WHAT YOU WILL DO :: The line containing "Give each point" and every line after it, through the last one below: output exactly these and nothing else.

SUPPLIED RECORDS ::
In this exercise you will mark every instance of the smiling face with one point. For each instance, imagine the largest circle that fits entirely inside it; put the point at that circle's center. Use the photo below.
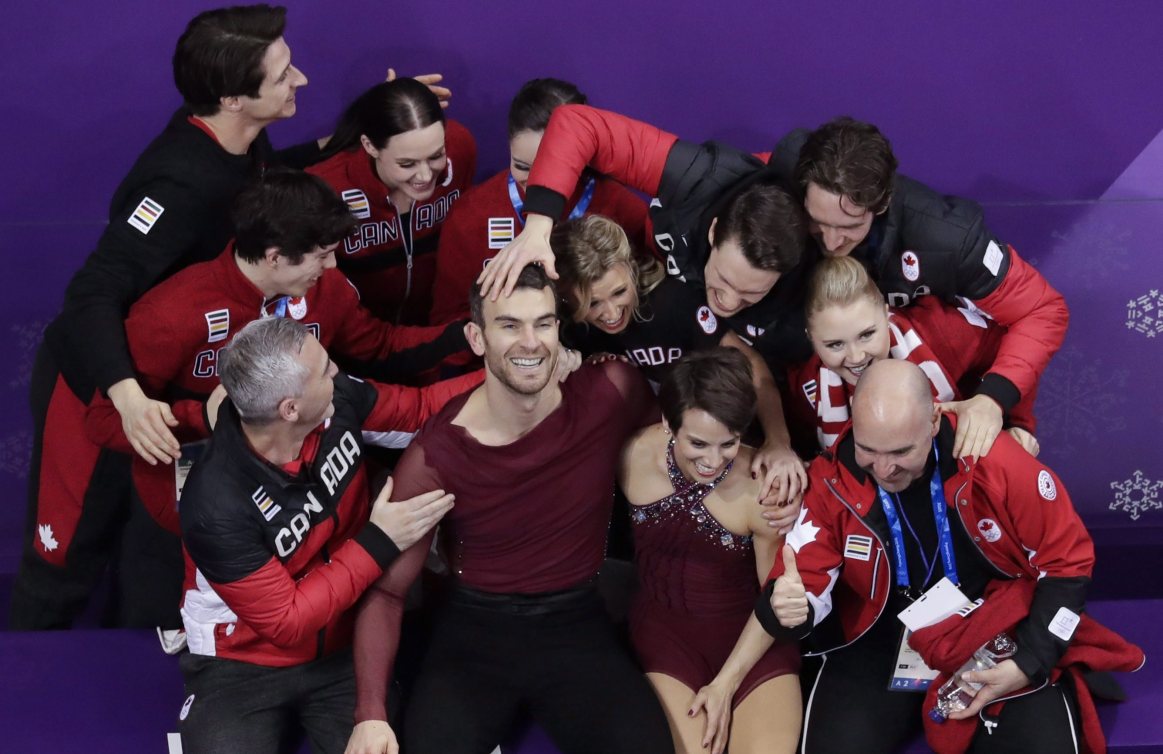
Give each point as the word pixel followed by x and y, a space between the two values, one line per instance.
pixel 411 163
pixel 522 149
pixel 612 300
pixel 519 339
pixel 276 95
pixel 704 446
pixel 837 225
pixel 848 339
pixel 286 278
pixel 732 283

TASK RESPONSE ::
Give each point as the word pixel followed by x and y, a space between the two values, one line per instance.
pixel 411 163
pixel 522 149
pixel 612 300
pixel 519 339
pixel 276 95
pixel 704 446
pixel 837 225
pixel 848 339
pixel 286 278
pixel 732 283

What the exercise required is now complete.